- Requirement A -
Answer these questions using the text on the health benefits of eating fish:
(i) How much higher was the disease risk in women who rarely ate fish compared with those who ate it often?
(ii) Which ways of cooking fish were linked to larger brains?
(iii) How many pregnant women took part in the study on postpartum depression, and what was the dose of the omega-3 capsule they took?
- Requirement B -
Carry on the text about the health benefits of eating fish, starting after its last sentence.

- Text segment -
• • • • • • •

1-Prevent Heart Diseases :
Researchers found that women who rarely ate fish had a three-fold higher disease risk than those who ate it often. Other research has found that eating fish high in omega-3s can slash blood fat levels, which can contribute to a lower heart-disease risk.
2-Reduce Alzheimer’s Risk:
Eating fish as little as once a week can help preserve gray-matter neurons — the part of the brain linked to memory and cognition .Researchers found that people who eat baked or broiled — but not fried — fish had larger brains and larger cells in the areas of the brain responsible for memory and learning. Scientists believe the larger brain volume can help lower the risk of cognitive decline and Alzheimer’s disease.
3-Improve Skin and Hair:
One of the biggest drawbacks to a low-fat diet is you often deprive your skin and hair of the healthy fat it needs, leaving it dull and dry. The omega-3s in fish are exactly the type of healthy fat to eat to keep your skin looking nourished and your hair shiny. Research has also linked fish and omega-3 consumption to treatment of skin conditions such as psoriasis.
Several studies have found that when taken along with prescription antidepressant medications, the omega-3s in fish are more effective at treating depression that just prescription medication alone. One study of 52 pregnant women found that taking a 300 mg capsule of omega-3s during pregnancy significantly reduced the women’s risk of postpartum depression.

• • • • • • •

- Material supplied -
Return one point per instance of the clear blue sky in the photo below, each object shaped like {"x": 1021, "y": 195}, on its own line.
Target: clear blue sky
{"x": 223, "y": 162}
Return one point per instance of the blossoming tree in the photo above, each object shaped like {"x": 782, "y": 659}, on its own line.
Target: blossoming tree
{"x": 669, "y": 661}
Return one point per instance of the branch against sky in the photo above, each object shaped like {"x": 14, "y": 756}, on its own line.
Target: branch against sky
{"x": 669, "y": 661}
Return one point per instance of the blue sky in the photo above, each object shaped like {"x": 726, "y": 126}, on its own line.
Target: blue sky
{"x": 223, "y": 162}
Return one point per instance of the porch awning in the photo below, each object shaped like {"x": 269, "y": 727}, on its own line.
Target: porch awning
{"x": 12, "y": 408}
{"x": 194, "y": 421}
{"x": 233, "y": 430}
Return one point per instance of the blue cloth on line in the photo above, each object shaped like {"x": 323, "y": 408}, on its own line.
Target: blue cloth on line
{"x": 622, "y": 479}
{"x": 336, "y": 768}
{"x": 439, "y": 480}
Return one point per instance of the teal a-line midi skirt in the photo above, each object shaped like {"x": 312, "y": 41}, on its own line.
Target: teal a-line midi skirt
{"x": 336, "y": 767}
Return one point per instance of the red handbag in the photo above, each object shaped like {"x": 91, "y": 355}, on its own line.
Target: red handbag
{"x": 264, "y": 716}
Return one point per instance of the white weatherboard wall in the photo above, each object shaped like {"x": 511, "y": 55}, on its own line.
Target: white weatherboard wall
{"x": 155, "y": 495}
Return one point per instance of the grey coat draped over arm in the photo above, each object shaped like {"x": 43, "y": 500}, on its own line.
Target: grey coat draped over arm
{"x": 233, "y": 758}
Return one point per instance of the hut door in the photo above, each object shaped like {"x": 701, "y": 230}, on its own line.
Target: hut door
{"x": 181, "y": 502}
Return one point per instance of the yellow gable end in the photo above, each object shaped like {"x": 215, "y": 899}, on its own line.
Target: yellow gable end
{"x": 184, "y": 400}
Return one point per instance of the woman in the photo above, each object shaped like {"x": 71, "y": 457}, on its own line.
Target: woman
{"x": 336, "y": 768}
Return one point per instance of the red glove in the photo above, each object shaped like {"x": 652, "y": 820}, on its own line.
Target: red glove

• • • • • • •

- Answer space A -
(i) It was three-fold higher.
(ii) Baked or broiled fish, but not fried fish.
(iii) 52 pregnant women took part, and each capsule held 300 mg of omega-3s.

- Answer space B -
5-Boost Brain Development:
The EFA omega-3 found in salmon and other nutrient-rich fish are essential nutrients for children because they contribute to brain development. Some studies have even found that omega-3 consumption can help soothe symptoms of ADHD. Experts recommend, however, that parents ask their pediatrician before introducing supplements to a child’s diet.
6-Dose of Vitamin D:
Saltwater fish is a sun-less source of vitamin D, which scientists say can help ward off disease, promote bone health, and with the help of the omega-3s in fish, ward off cognitive decline. Just one three-ounce serving of salmon contains 75 percent of your daily recommended amount of the vitamin.
A recent study of 188 men found that those who ate more fresh fish — along with other healthy foods such as fruits, vegetables, and whole grains — had stronger swimmers than those who ate unhealthy diets. Researchers say that more study needs to be done, but preliminary data shows that the better the participant’s diet, the stronger the shape and mobility of the sperm he produced.